_Task objective_: Using the records below, find every line that includes "blue" and copy it.

※

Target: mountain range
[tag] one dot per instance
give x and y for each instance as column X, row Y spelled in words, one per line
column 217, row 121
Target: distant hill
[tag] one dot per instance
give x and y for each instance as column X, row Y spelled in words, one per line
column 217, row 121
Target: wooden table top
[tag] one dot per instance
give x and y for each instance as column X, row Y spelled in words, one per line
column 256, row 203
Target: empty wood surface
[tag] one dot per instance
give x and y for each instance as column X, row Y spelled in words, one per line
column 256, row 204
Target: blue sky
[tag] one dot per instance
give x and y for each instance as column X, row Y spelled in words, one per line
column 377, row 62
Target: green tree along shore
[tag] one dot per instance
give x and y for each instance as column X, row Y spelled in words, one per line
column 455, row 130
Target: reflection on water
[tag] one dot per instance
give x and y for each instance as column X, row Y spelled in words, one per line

※

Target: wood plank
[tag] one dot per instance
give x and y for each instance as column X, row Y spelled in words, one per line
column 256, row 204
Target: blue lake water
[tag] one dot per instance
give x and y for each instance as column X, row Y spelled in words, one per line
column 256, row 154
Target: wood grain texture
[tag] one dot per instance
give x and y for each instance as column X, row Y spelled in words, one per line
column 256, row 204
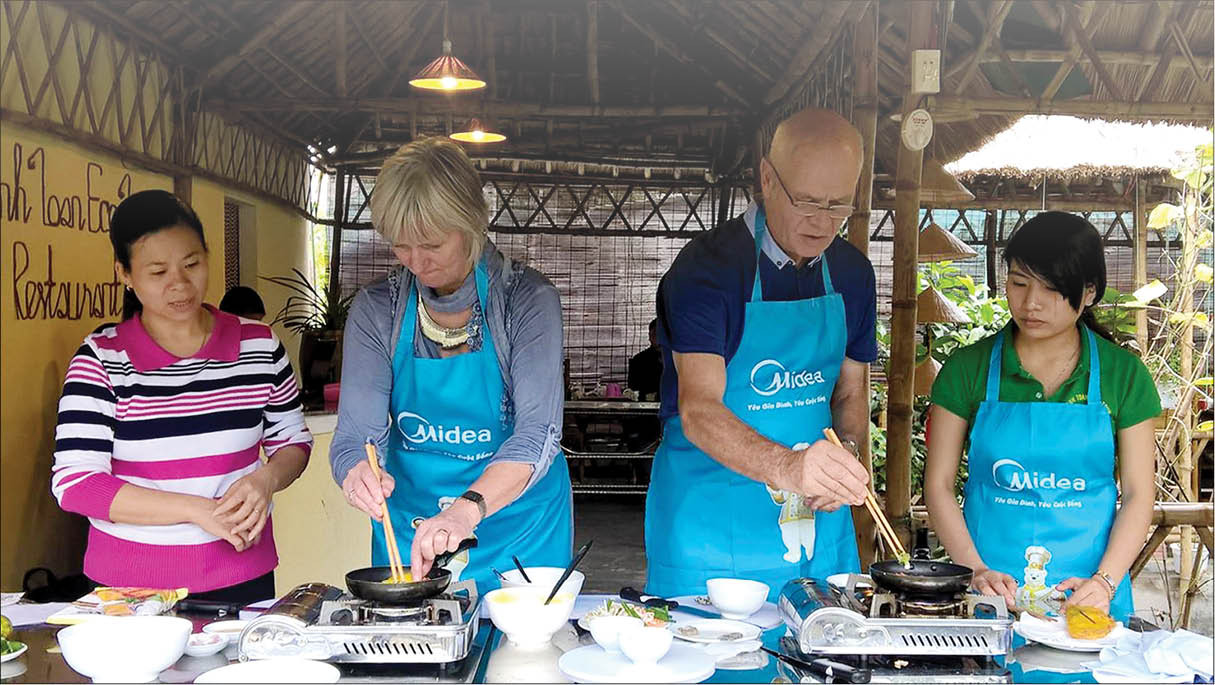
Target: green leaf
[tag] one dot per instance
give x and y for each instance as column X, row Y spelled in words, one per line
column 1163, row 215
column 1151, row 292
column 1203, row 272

※

_Exercise response_:
Target: blue sky
Target: blue lake water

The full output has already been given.